_YOUR OBJECTIVE:_
Examine the material below. Gather every line in which the string "grass" appears.

_EXERCISE DATA:_
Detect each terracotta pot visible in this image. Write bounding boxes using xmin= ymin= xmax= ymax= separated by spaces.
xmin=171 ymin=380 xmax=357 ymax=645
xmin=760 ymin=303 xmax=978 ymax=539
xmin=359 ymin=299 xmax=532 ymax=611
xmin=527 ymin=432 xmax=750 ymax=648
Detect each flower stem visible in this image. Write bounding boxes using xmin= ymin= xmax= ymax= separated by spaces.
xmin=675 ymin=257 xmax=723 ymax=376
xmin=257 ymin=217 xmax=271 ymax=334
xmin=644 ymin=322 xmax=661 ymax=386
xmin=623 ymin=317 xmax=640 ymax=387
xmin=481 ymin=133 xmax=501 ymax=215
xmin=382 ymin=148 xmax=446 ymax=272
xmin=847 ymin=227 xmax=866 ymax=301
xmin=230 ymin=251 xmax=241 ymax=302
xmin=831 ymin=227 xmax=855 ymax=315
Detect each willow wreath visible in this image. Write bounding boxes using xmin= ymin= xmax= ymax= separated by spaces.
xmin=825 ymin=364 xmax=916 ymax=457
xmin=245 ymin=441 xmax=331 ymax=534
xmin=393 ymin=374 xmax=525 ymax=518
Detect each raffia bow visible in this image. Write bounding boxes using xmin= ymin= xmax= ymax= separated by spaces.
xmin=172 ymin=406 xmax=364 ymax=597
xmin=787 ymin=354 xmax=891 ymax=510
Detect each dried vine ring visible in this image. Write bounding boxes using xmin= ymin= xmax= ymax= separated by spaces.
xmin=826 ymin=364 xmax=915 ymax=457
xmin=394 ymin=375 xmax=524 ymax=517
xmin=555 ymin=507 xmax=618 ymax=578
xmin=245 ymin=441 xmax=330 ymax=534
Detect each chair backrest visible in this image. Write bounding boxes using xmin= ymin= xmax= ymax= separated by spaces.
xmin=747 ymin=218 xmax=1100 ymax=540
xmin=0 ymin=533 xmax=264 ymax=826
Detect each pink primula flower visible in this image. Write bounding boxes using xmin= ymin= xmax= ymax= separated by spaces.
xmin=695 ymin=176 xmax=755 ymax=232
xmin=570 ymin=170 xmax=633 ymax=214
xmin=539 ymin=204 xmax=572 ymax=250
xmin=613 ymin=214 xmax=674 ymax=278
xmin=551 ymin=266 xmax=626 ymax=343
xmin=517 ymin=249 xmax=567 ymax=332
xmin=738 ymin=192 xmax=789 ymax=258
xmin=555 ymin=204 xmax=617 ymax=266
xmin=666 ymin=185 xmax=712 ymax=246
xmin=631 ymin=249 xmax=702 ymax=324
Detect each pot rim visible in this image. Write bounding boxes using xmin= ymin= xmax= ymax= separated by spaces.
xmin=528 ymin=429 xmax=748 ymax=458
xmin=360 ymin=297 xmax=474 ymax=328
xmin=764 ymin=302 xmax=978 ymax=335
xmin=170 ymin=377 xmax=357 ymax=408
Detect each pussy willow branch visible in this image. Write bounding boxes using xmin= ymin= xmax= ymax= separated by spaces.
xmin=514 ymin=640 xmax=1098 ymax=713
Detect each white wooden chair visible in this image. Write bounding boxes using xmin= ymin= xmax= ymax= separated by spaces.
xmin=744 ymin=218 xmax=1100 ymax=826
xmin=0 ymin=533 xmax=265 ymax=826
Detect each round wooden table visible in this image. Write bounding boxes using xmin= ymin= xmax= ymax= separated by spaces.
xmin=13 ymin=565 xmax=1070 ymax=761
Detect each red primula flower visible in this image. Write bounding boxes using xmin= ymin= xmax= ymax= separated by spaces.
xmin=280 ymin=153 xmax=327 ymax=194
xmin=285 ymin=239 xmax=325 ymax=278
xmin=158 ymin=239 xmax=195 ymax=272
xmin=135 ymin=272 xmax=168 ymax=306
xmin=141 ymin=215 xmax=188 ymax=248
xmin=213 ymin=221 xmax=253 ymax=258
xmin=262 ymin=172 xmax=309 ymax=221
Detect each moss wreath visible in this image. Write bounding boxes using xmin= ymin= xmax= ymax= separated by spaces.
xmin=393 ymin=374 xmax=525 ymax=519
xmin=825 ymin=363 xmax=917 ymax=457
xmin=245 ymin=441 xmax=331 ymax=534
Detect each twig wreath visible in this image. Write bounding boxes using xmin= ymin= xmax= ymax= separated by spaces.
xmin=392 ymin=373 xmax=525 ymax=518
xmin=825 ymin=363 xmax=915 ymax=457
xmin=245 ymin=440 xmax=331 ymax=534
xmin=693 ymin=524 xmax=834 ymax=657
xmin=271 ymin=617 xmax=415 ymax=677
==
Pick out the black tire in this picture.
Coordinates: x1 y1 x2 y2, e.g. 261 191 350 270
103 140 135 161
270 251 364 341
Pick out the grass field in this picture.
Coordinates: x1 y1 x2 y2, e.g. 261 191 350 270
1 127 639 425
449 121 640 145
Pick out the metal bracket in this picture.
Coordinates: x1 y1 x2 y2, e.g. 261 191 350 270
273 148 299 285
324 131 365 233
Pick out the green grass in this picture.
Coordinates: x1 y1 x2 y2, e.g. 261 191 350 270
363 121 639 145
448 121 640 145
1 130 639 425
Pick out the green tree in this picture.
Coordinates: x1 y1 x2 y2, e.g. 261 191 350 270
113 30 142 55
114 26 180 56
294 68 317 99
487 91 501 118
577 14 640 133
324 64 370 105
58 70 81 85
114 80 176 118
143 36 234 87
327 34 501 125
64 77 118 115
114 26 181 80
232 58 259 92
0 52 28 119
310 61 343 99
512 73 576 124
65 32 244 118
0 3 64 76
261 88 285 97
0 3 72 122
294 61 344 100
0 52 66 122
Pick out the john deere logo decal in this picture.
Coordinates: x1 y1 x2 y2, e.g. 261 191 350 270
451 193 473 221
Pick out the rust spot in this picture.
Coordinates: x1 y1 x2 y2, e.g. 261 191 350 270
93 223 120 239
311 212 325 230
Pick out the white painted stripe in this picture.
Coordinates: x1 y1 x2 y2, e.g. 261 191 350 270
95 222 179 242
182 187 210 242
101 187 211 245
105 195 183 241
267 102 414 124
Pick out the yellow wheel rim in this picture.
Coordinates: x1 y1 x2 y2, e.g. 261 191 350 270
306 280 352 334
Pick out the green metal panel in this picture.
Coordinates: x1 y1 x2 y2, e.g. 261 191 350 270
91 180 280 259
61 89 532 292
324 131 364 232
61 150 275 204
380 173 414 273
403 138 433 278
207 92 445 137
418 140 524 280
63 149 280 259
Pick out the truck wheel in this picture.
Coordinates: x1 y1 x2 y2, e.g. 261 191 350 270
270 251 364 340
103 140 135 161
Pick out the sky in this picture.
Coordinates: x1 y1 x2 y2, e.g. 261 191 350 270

_FINISHED TASK:_
Pick out the grass field in this picture.
Pick out the green grass in this picture.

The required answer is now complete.